** BEGIN Data provided **

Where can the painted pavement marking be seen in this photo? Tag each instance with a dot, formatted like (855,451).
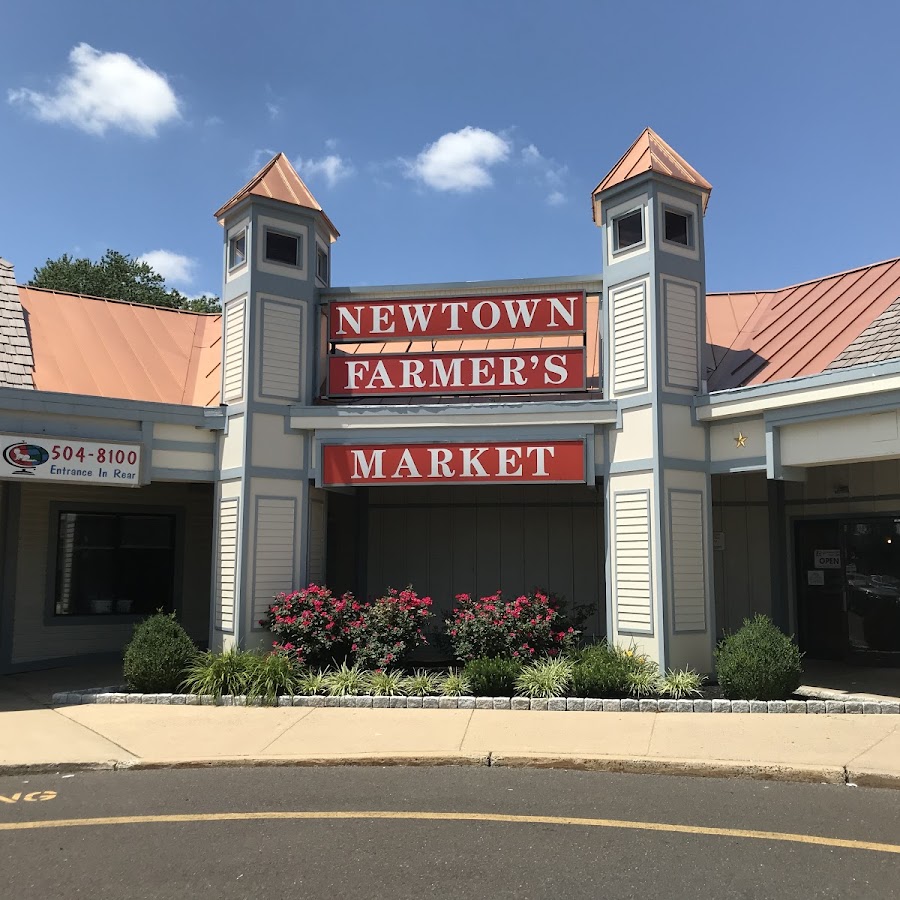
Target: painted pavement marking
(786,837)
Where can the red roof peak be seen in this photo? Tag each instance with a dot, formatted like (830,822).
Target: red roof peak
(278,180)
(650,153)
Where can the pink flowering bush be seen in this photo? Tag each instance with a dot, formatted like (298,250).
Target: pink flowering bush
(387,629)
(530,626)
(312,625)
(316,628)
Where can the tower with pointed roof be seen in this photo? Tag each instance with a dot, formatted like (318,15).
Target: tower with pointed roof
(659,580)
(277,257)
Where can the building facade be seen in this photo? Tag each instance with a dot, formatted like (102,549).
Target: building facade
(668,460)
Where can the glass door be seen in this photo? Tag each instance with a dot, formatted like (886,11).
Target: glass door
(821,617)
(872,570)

** END Data provided **
** BEGIN Data provided **

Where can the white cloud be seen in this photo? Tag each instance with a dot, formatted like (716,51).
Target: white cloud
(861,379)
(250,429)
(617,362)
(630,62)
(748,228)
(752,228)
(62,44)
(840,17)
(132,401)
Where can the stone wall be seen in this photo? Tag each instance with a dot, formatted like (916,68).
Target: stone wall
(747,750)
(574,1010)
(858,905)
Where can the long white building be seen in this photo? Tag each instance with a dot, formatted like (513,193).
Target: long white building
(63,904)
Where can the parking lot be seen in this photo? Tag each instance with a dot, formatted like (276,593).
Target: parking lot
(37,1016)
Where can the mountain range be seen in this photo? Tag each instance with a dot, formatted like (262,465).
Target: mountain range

** END Data provided **

**Stated problem:**
List every line of the records that contains the string "range", copying each one in full.

**Response below:**
Where can the mountain range be seen in this photo? Tag each instance with a dot, formatted like (262,465).
Target: mountain range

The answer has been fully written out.